* Opdracht:
Werk alle rijen bij van de regel met "Task: mark the vanity" tot en met de regel met "[[242, 272]]", en zet daarin "wooden floor" in plaats van "carpeted floor". Geef alleen die rijen opnieuw, verder helemaal ongewijzigd.

* Gegeven materiaal:

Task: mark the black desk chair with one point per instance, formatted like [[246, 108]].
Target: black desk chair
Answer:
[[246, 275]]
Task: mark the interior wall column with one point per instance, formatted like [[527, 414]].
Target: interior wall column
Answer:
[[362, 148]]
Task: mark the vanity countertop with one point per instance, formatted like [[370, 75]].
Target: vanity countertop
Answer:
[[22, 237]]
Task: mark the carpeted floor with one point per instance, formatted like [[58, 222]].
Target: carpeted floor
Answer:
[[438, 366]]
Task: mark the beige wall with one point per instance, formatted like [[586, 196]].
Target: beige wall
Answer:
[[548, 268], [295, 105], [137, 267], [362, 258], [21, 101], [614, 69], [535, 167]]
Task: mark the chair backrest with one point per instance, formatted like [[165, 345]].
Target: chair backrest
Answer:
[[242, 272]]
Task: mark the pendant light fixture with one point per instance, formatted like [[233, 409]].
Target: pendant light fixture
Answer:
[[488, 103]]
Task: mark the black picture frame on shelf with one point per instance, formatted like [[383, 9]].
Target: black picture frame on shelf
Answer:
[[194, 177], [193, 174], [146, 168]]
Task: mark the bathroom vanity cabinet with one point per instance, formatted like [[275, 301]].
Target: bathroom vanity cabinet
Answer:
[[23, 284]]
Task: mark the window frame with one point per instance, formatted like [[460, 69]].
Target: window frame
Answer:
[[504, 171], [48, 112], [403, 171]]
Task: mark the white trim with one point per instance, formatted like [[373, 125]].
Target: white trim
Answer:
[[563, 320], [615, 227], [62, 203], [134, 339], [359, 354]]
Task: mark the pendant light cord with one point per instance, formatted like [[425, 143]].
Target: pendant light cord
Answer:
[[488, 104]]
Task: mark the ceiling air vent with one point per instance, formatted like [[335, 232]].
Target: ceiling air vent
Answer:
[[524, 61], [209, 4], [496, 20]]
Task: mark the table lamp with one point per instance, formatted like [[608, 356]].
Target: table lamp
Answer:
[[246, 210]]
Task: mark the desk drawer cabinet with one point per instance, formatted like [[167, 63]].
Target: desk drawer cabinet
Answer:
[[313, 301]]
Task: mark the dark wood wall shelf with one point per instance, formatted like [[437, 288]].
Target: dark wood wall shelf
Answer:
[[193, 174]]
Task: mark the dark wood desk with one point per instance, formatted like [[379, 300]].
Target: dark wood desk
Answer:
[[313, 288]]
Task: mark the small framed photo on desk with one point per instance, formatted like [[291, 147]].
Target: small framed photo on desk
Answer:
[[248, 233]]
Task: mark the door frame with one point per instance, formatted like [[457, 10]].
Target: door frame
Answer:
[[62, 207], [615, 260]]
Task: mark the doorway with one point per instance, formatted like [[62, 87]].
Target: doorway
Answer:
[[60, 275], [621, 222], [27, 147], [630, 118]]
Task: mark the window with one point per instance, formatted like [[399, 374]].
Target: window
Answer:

* Antwoord:
Task: mark the vanity countertop with one point per instance, formatted like [[370, 75]].
Target: vanity countertop
Answer:
[[22, 237]]
Task: mark the wooden floor with one point per instance, formatted like [[58, 222]].
Target: wooden floor
Answer:
[[438, 366]]
Task: mark the beige wall with one point per instance, formatted like [[586, 196]].
Target: beige wall
Answer:
[[548, 268], [295, 105], [137, 267], [362, 258], [21, 101], [614, 69], [535, 167]]
Task: mark the chair backrest with one point per instance, formatted like [[165, 345]].
Target: chair backrest
Answer:
[[242, 272]]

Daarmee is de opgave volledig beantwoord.